§ **SELECTED TEXT**:
International ships arriving in Australian waters will see a change in how they manage biofouling in 2022.
A change in biofouling policy would have flow-on effects for international shipping, according to Andrew Tongue, Deputy Secretary at Department of Agriculture, Water and the Environment.
“Biofouling is the term we use for organisms – like clams, crabs, mussels or plants – that attach to ships and grow in places like the hull, propellers, bow thrusters and rudders,” Tongue said.
“In order to reduce the risk of marine pests establishing themselves in Australia, changes have been made to the Biosecurity Regulation 2016. On 15 June 2022, all vessels subject to biosecurity control will be required to provide information relating to biofouling management practices before they arrive in Australia,” he added.
Australia will phase the introduction of new requirements. From 15 June 2022 to 15 December 2023 an education first approach will be taken for the Australian biofouling management requirements. However, powers under the Biosecurity Act 2015 will continue to be used to manage unacceptable biosecurity risk.

§ **DATASET CONTENT**:

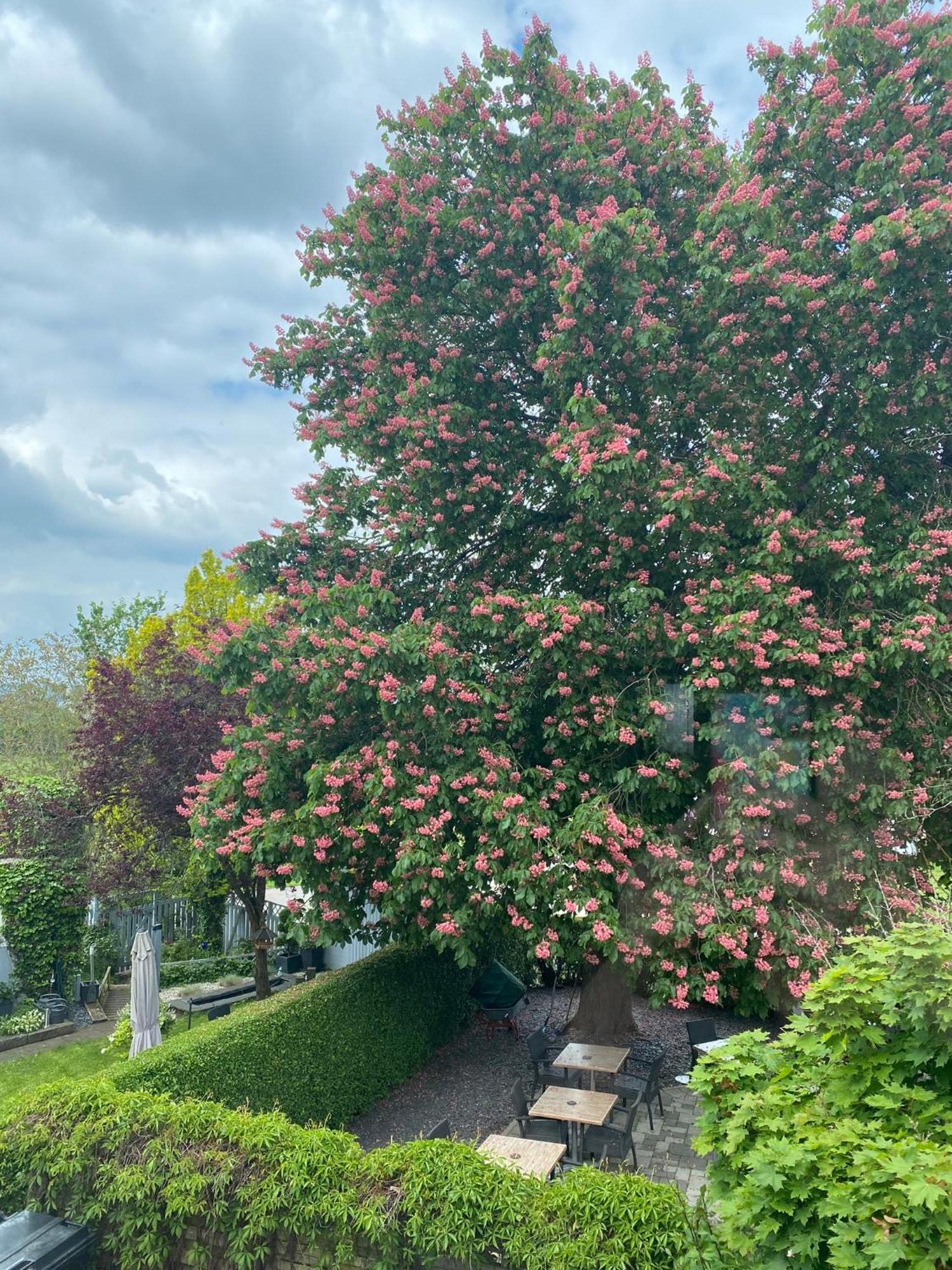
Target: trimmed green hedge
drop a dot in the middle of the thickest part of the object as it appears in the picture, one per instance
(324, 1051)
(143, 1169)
==
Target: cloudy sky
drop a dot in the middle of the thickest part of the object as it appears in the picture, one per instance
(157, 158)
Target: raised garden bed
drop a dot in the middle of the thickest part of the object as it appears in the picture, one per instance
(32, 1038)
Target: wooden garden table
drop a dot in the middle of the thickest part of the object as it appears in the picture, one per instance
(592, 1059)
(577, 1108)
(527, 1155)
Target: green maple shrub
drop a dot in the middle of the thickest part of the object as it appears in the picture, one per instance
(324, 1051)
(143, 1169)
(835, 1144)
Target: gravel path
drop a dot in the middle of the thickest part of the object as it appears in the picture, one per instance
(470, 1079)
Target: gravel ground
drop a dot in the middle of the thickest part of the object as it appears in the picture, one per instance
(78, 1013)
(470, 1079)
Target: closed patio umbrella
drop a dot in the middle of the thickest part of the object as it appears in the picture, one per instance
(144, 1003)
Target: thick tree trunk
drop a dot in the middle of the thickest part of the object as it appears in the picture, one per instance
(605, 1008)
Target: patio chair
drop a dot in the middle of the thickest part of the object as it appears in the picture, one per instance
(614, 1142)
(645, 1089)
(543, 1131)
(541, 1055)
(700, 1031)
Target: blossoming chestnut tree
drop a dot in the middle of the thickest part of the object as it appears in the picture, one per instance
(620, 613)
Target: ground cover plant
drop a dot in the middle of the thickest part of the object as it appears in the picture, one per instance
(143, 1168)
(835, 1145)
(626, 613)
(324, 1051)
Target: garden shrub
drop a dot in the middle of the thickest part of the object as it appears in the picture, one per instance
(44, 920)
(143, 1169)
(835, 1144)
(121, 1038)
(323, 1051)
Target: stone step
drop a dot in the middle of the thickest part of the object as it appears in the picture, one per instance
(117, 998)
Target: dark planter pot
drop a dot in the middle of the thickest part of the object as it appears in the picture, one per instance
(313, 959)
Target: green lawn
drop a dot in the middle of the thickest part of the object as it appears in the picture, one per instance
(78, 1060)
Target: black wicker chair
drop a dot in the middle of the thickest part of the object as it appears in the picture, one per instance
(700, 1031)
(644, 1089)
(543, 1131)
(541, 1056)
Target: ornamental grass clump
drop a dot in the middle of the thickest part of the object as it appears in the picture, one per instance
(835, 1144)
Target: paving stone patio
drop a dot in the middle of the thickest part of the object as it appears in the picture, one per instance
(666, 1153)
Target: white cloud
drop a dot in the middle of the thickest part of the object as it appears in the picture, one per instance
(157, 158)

§ **WHAT YOU ARE ASKED TO DO**: Using the text on Australia's biofouling rules, explain why the Biosecurity Regulation 2016 was changed and what the change requires of vessels.

§ **SOLUTION**: The Biosecurity Regulation 2016 was changed to reduce the risk of marine pests establishing themselves in Australia. Under the change, from 15 June 2022 all vessels subject to biosecurity control must provide information about their biofouling management practices before they arrive in Australia.